Tasks and exercises:
a – According to the biography of Kay Swift, who was her teacher of composition at the Institute of Musical Art?
b – Copy out the stretch of the records from the line that contains "Could you provide the mask of every instance of the yellow" through the line that contains "229 66 L 231", character for character.

Text:
Kay Swift - Biography

Biography

Swift was educated as a classical musician and composer at the Institute of Musical Art (now known as the Juilliard School). Her teacher of composition was Charles Loeffler, while harmony and composition were taught to her by Percy Goetschius. Her father, a music critic, died when she was young. She had played professionally with the Edith Rubel Trio. While performing at a social event, she met the sister of her future husband, who arranged their meeting. James Paul "Jimmy" Warburg was a member of a distinguished Jewish family that had made a fortune in banking. Swift was not Jewish, and Jimmy's uncle by marriage Jacob Schiff objected to the marriage. But his parents accepted the marriage. Swift had three children by Warburg between 1919 and 1924. She was also grandmother to the novelist Katharine Weber.

Exercise input:
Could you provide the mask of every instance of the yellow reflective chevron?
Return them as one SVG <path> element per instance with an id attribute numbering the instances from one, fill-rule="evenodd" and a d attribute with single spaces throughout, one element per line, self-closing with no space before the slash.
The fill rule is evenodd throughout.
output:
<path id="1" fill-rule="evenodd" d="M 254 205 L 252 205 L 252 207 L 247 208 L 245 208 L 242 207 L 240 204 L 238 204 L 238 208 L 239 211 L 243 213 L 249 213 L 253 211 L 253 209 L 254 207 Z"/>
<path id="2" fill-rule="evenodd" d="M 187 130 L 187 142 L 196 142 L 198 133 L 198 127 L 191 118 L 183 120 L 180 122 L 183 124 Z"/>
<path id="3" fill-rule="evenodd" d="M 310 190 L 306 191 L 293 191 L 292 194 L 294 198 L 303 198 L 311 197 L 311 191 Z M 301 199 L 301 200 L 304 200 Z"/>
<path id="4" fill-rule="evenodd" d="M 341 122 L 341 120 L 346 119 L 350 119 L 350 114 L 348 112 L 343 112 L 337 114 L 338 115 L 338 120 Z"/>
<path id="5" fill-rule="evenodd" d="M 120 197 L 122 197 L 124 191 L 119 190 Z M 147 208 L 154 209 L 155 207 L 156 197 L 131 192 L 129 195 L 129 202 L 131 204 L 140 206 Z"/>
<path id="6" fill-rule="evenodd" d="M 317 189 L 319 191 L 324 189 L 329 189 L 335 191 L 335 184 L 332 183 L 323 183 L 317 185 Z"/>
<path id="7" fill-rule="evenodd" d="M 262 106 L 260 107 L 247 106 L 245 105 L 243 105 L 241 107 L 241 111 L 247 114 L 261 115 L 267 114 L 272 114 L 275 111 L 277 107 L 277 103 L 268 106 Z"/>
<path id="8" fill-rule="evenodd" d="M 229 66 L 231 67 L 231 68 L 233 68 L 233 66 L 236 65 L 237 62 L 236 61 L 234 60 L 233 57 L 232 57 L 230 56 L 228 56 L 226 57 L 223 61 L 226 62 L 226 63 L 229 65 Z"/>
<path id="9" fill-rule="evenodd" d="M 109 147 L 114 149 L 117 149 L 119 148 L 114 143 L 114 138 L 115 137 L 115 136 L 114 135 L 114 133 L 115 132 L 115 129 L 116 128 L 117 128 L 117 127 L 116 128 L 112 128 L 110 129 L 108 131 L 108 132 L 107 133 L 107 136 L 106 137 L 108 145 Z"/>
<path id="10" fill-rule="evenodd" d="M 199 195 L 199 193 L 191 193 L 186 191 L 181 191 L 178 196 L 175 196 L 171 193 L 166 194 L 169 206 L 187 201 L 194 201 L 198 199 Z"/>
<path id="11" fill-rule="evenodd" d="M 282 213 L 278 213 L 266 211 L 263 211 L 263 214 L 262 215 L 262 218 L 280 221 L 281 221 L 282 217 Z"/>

...

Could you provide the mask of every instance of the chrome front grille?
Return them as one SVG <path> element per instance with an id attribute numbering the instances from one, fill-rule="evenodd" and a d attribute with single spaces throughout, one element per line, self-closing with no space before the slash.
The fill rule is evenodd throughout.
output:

* * *

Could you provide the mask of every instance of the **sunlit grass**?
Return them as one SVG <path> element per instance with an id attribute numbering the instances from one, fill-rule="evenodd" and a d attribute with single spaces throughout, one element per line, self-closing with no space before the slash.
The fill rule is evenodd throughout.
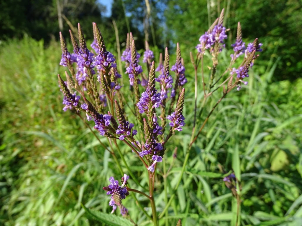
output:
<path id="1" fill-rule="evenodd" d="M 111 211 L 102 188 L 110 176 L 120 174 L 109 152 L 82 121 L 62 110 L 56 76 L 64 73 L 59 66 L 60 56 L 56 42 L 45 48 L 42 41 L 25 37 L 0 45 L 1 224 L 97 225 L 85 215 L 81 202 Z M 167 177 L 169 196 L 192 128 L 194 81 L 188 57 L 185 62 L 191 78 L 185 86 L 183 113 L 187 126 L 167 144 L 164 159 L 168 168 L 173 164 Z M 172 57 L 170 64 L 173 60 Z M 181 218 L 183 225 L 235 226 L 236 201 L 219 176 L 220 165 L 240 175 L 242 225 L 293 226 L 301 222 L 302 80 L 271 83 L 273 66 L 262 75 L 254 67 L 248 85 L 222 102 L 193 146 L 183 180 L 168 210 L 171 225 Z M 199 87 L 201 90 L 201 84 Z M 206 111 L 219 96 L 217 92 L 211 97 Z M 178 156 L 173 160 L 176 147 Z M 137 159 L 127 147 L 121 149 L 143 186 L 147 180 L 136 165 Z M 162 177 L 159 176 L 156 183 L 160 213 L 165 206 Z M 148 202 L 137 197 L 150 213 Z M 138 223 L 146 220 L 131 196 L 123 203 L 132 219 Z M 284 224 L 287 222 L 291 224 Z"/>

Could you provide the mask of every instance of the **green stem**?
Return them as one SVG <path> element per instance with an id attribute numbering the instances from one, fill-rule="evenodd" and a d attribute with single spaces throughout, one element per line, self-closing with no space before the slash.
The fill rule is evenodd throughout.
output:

Exercise responses:
a – Charles Loeffler

b –
Could you provide the mask of every instance of the yellow reflective chevron?
Return them as one SVG <path> element per instance with an id attribute numbering the instances from one, fill-rule="evenodd" and a d attribute with single spaces throughout, one element per line, self-closing with no space before the slash.
The fill rule is evenodd throughout.
output:
<path id="1" fill-rule="evenodd" d="M 254 205 L 252 205 L 252 207 L 247 208 L 245 208 L 242 207 L 240 204 L 238 204 L 238 208 L 239 211 L 243 213 L 249 213 L 253 211 L 253 209 L 254 207 Z"/>
<path id="2" fill-rule="evenodd" d="M 187 130 L 187 142 L 196 142 L 198 133 L 198 127 L 191 118 L 183 120 L 180 122 L 183 124 Z"/>
<path id="3" fill-rule="evenodd" d="M 310 190 L 306 191 L 293 191 L 292 194 L 294 198 L 303 198 L 311 197 L 311 191 Z M 301 199 L 301 200 L 304 200 Z"/>
<path id="4" fill-rule="evenodd" d="M 341 122 L 341 120 L 346 119 L 350 119 L 350 114 L 348 112 L 343 112 L 337 114 L 338 115 L 338 120 Z"/>
<path id="5" fill-rule="evenodd" d="M 120 197 L 122 197 L 124 191 L 119 190 Z M 147 208 L 154 209 L 155 207 L 156 197 L 131 192 L 129 195 L 129 202 L 131 204 L 140 206 Z"/>
<path id="6" fill-rule="evenodd" d="M 317 189 L 319 191 L 324 189 L 329 189 L 335 191 L 335 184 L 332 183 L 323 183 L 317 185 Z"/>
<path id="7" fill-rule="evenodd" d="M 262 106 L 260 107 L 247 106 L 245 105 L 243 105 L 241 107 L 241 111 L 247 114 L 261 115 L 267 114 L 272 114 L 275 111 L 277 107 L 277 103 L 268 106 Z"/>
<path id="8" fill-rule="evenodd" d="M 229 66 L 231 67 L 231 68 L 233 68 L 233 66 L 236 65 L 237 62 L 236 61 L 234 60 L 233 57 L 232 57 L 230 56 L 228 56 L 226 57 L 223 61 L 226 62 L 226 63 L 229 65 Z"/>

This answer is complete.